Start with the line containing "of the person" and write out each line through the end of the listing, exactly as given.

## Dataset excerpts
--- Start ---

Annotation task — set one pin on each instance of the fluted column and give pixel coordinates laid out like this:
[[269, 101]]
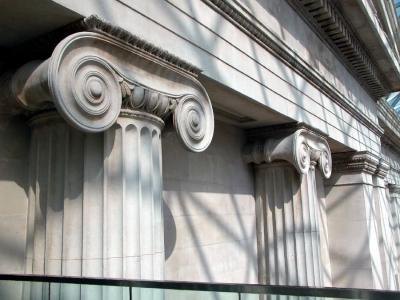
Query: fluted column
[[95, 205], [290, 220], [394, 200]]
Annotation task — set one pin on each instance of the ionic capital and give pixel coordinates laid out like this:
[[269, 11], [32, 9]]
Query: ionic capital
[[303, 149], [90, 77]]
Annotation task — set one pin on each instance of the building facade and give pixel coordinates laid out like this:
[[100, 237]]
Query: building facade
[[241, 141]]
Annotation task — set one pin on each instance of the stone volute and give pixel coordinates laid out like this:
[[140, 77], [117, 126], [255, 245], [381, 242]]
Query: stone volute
[[303, 149], [99, 104], [291, 217], [90, 77]]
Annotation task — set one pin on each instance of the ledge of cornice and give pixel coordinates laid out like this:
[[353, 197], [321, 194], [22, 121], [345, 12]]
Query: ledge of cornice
[[281, 130], [362, 161], [331, 23]]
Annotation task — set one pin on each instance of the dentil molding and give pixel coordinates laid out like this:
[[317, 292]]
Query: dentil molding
[[303, 149], [90, 77], [362, 161]]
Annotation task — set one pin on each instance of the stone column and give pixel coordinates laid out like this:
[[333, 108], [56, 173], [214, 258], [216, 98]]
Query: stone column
[[354, 221], [95, 192], [290, 221]]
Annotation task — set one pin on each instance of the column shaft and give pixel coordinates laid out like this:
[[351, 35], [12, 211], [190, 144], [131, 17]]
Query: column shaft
[[288, 226], [95, 204]]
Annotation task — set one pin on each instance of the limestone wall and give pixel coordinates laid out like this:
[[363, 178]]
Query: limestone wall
[[209, 213], [393, 157]]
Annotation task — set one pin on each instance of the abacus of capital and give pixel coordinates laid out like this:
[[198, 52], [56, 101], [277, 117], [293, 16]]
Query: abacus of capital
[[95, 203]]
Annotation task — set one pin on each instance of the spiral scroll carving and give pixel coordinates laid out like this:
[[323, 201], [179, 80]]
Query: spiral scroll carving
[[86, 93], [194, 122], [325, 163], [301, 149], [302, 155]]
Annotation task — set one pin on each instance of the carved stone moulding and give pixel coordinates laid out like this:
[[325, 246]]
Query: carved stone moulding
[[90, 77], [362, 161], [394, 190], [303, 149]]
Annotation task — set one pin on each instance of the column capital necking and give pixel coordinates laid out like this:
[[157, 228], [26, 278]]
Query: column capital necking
[[90, 77], [302, 149]]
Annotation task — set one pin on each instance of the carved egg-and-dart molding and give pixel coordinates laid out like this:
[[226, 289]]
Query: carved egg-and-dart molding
[[90, 77]]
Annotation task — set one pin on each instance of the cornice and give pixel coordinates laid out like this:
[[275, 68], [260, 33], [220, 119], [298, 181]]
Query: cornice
[[357, 162], [91, 77], [303, 149], [325, 18], [96, 24], [268, 40]]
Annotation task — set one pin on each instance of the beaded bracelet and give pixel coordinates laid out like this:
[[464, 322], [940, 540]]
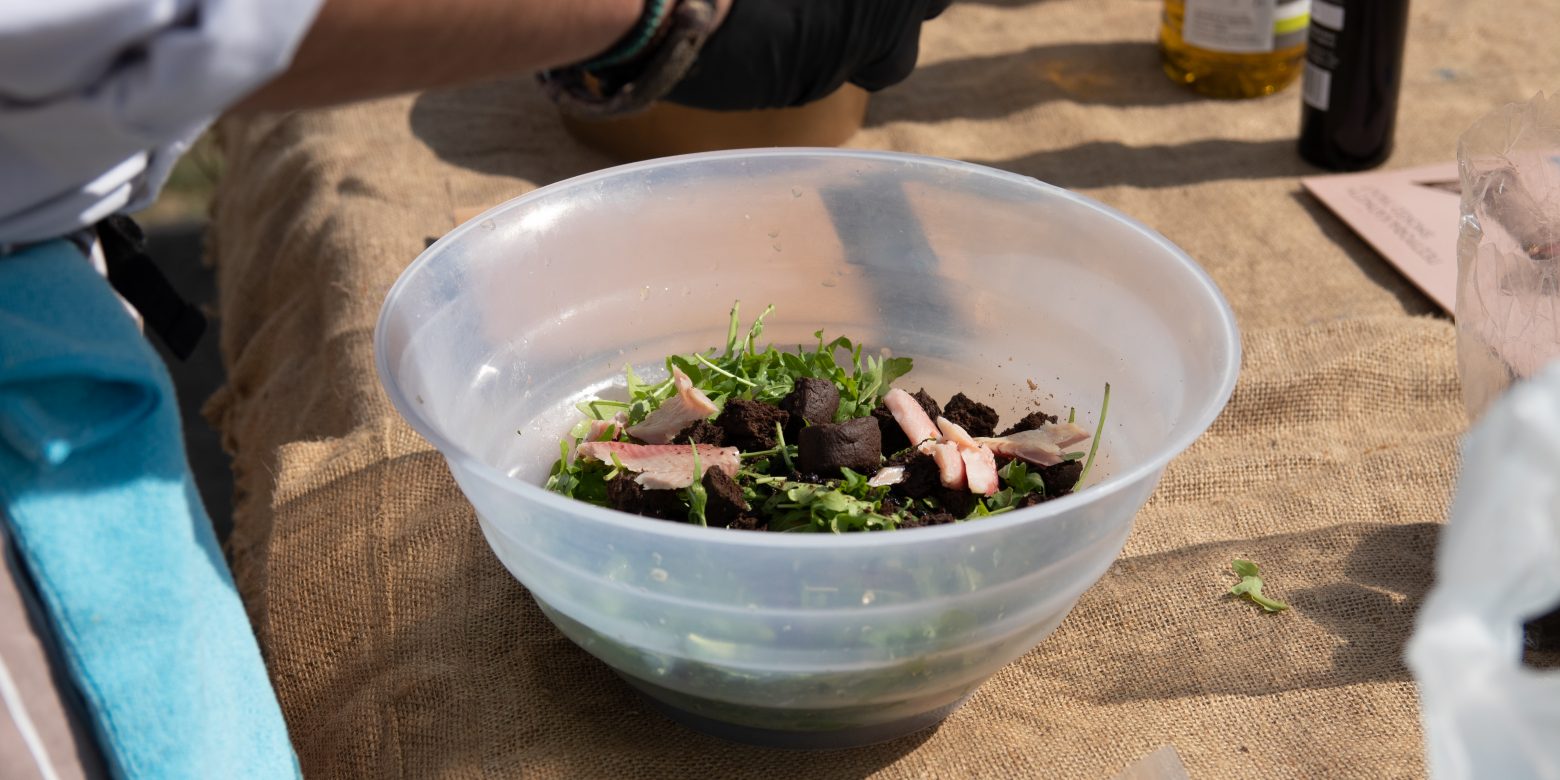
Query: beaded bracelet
[[663, 58], [637, 39]]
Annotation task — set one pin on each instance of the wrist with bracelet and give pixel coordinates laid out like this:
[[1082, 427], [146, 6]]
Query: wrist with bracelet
[[641, 67]]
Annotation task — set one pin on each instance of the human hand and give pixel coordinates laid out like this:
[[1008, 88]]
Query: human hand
[[774, 53]]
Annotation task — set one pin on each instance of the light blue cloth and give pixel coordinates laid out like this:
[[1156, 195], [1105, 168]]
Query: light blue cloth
[[103, 512]]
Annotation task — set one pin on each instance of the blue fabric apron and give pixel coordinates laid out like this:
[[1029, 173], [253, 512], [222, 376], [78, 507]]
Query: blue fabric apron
[[100, 504]]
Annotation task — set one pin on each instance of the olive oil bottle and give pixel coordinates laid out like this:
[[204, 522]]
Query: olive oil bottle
[[1234, 49]]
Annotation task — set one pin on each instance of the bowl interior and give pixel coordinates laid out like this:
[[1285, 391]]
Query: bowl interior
[[1014, 292]]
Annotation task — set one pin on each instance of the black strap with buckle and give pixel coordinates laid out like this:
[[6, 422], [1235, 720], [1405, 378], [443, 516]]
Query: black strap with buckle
[[139, 281]]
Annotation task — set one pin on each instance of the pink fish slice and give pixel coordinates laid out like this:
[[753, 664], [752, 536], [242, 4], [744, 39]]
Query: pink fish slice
[[688, 406], [663, 467]]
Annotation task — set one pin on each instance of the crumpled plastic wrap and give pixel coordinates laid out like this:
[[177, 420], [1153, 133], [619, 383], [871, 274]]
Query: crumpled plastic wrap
[[1485, 713], [1509, 248]]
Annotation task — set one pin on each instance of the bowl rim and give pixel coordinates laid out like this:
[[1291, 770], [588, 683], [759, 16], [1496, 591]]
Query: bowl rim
[[1155, 460]]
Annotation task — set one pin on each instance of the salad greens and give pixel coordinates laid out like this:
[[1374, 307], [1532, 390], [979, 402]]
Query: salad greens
[[768, 375], [1250, 587], [769, 481]]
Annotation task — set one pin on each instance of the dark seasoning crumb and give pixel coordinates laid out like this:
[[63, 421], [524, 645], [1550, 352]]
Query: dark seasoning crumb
[[804, 460], [863, 445]]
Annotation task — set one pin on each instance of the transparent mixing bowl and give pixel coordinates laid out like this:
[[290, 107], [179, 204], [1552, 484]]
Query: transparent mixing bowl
[[1014, 292]]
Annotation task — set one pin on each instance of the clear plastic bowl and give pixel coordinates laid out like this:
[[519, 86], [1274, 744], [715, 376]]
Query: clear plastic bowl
[[999, 286]]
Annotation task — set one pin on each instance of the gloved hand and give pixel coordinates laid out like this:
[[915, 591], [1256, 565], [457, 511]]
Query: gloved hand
[[776, 53]]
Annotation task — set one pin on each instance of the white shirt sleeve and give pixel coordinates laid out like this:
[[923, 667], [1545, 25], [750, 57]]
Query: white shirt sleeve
[[99, 97]]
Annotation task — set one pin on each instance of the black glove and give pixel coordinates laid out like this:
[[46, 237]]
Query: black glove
[[776, 53]]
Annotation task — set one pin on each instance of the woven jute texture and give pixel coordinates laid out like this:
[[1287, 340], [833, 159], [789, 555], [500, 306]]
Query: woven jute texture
[[400, 646]]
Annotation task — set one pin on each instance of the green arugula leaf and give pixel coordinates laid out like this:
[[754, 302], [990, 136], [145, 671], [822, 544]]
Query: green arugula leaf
[[1250, 587], [1017, 476], [1099, 431], [696, 495]]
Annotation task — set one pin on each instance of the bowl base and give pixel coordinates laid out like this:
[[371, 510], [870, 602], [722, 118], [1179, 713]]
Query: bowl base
[[799, 740]]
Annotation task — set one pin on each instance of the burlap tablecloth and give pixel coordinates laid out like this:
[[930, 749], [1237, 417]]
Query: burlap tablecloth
[[400, 648]]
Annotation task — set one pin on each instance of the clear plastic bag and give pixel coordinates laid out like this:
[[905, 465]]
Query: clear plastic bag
[[1509, 248], [1498, 565]]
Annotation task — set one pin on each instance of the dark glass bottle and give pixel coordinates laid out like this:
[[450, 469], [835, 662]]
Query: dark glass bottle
[[1350, 89]]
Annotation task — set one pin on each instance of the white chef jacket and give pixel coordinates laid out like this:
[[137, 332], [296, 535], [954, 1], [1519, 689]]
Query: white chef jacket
[[100, 97]]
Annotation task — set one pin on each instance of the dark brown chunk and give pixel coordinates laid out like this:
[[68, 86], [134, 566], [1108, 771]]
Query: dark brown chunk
[[854, 443], [1030, 421], [889, 434], [930, 404], [626, 495], [958, 503], [975, 417], [724, 499], [1061, 478], [932, 518], [810, 403], [1031, 499], [921, 476], [749, 523], [749, 425], [701, 432]]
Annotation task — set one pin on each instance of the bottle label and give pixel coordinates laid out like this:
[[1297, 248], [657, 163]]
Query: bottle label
[[1322, 55], [1245, 27]]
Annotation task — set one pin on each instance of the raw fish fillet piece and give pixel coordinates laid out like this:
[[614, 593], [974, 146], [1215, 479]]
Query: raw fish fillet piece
[[980, 464], [1041, 446], [910, 415], [688, 406], [663, 467], [888, 476], [950, 464]]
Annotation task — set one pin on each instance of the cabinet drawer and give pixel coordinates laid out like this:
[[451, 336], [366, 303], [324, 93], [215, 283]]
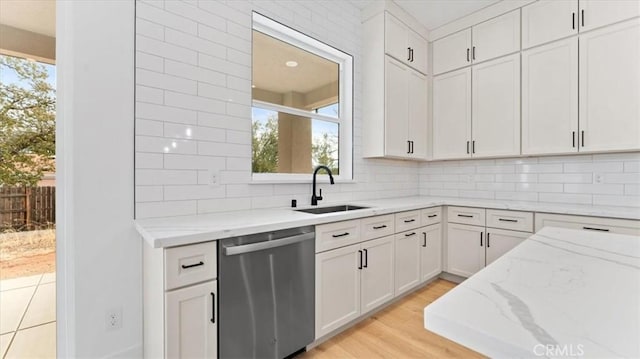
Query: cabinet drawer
[[407, 220], [513, 220], [466, 215], [338, 234], [431, 216], [378, 226], [611, 225], [190, 264]]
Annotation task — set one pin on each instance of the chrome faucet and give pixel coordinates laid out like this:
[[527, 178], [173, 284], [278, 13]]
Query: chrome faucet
[[314, 198]]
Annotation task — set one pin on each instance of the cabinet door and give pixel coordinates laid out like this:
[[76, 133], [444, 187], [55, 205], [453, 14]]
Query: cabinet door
[[407, 260], [597, 13], [496, 107], [377, 273], [452, 52], [396, 108], [417, 127], [337, 288], [418, 47], [548, 20], [431, 252], [496, 37], [396, 38], [610, 88], [550, 98], [452, 115], [501, 241], [191, 325], [465, 249]]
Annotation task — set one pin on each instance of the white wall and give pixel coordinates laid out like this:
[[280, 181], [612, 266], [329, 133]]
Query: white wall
[[192, 58], [600, 179], [99, 252]]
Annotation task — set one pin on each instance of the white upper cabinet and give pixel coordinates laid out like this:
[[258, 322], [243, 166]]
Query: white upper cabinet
[[452, 52], [417, 121], [610, 88], [404, 44], [496, 108], [452, 115], [396, 109], [550, 98], [496, 37], [597, 13], [548, 20]]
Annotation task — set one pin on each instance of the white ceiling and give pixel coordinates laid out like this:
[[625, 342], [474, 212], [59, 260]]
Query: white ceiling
[[37, 16], [435, 13]]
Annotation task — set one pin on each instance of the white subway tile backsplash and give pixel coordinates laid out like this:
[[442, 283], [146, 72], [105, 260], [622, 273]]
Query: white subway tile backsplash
[[565, 198], [165, 145], [149, 194], [605, 200], [150, 29], [200, 133], [165, 209], [224, 149], [165, 113], [594, 188], [149, 62], [192, 102], [189, 162], [165, 18], [147, 177], [149, 127], [193, 88], [149, 94], [148, 160], [193, 72], [565, 178], [179, 193], [160, 48]]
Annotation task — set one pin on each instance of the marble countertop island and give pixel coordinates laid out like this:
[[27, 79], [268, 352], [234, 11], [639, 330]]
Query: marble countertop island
[[561, 293]]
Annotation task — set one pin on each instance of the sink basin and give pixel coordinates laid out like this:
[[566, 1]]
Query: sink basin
[[332, 209]]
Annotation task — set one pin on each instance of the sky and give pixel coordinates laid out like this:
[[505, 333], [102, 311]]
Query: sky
[[8, 76]]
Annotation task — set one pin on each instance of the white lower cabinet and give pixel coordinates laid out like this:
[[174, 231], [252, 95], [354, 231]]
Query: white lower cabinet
[[376, 277], [430, 252], [500, 241], [351, 281], [407, 270], [337, 288], [465, 250], [191, 326]]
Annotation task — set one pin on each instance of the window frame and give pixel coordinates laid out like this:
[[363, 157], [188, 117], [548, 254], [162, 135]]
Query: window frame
[[284, 33]]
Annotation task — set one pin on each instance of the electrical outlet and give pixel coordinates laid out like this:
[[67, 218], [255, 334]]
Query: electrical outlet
[[598, 178], [214, 178], [113, 319]]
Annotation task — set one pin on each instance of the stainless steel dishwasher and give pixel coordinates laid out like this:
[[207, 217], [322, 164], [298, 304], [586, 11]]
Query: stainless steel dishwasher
[[267, 294]]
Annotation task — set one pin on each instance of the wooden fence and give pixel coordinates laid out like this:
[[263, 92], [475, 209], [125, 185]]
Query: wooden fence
[[27, 208]]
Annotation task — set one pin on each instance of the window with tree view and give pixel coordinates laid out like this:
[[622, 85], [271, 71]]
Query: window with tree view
[[301, 114]]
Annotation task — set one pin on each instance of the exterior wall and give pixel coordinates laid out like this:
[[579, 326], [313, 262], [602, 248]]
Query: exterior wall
[[193, 71], [601, 179]]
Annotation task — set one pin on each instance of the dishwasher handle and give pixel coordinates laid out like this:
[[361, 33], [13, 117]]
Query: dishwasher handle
[[254, 247]]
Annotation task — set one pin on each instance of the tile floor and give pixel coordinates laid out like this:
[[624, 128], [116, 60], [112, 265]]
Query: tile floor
[[28, 317]]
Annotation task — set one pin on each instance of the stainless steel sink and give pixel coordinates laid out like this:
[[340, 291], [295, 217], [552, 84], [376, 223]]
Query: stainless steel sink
[[332, 209]]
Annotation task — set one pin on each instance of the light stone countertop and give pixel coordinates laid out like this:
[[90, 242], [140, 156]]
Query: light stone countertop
[[174, 231], [560, 293]]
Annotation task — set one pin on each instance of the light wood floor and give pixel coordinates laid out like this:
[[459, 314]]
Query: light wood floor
[[395, 332]]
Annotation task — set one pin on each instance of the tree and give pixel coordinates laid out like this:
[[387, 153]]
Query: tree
[[325, 152], [27, 123], [264, 145]]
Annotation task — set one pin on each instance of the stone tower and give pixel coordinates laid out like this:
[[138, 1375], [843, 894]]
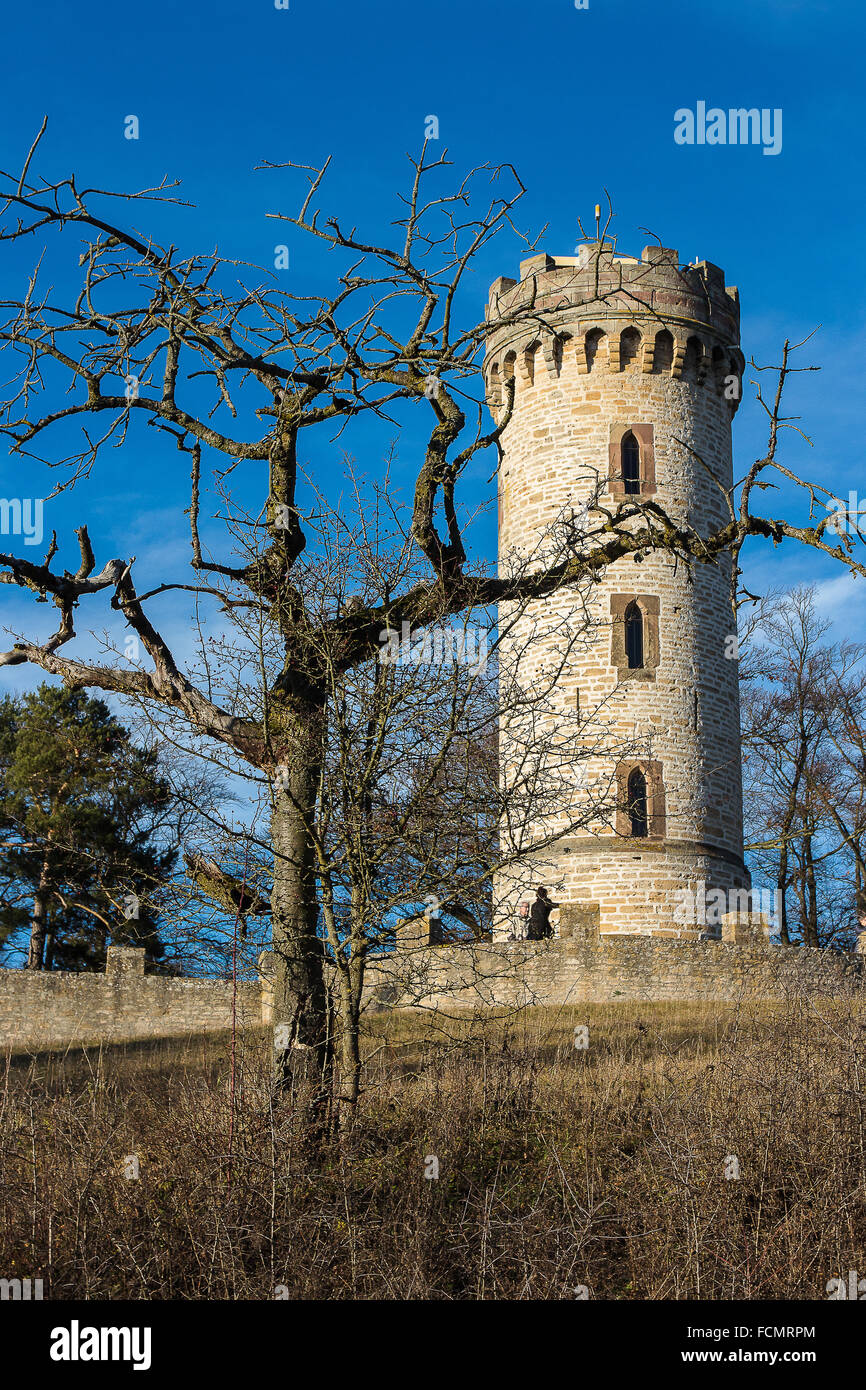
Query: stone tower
[[627, 377]]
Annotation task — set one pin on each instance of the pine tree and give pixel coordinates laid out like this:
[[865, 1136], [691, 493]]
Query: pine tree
[[81, 852]]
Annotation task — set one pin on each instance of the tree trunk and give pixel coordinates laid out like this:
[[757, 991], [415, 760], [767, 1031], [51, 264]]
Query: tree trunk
[[350, 990], [809, 895], [39, 920], [302, 1037], [781, 883]]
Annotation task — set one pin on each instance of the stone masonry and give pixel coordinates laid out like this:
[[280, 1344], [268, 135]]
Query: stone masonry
[[54, 1008], [583, 966], [601, 346]]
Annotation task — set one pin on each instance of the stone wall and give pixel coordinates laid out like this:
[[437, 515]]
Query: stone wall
[[583, 966], [43, 1009], [676, 719]]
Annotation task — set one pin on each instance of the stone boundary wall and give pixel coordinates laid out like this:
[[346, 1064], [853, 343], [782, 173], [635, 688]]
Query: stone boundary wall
[[56, 1008], [587, 968]]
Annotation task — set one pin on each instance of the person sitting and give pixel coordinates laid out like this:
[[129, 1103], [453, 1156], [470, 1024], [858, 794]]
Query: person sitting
[[540, 916]]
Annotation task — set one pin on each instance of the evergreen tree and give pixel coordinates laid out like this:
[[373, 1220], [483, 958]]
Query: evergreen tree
[[82, 812]]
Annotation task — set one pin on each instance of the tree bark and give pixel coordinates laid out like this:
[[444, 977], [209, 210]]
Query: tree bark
[[302, 1037], [39, 920]]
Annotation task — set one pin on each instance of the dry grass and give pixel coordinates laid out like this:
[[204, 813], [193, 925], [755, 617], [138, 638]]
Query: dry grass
[[558, 1168]]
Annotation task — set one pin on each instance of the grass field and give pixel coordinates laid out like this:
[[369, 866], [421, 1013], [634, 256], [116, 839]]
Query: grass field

--- End ---

## Result of this exercise
Annotation task — set one pin on each instance of the person sitting and give pixel coordinates laid out like this:
[[129, 1103], [453, 1156], [470, 1024], [858, 794]]
Query: person sitting
[[540, 916]]
Annotation task — set one pin on each instance of the evergreen tree and give pixel coordinates laid out like this:
[[373, 1220], [483, 958]]
Query: evergreen tree
[[82, 812]]
Annotation task — set one pin on each instance of the tree bark and give pixel coordinates laid out like this:
[[444, 977], [209, 210]]
Query: tree bark
[[302, 1037], [39, 920]]
Annotation task — set one pin on each instance of the dry grass and give pixel coordinates laid out like this:
[[204, 813], [193, 925], [755, 617], [138, 638]]
Query: dry grass
[[558, 1168]]
Annotation task — set one pin on each instance of the grass field and give pixel coordinates laid out like this:
[[369, 866], [421, 1013], [634, 256], [116, 839]]
Query: grass field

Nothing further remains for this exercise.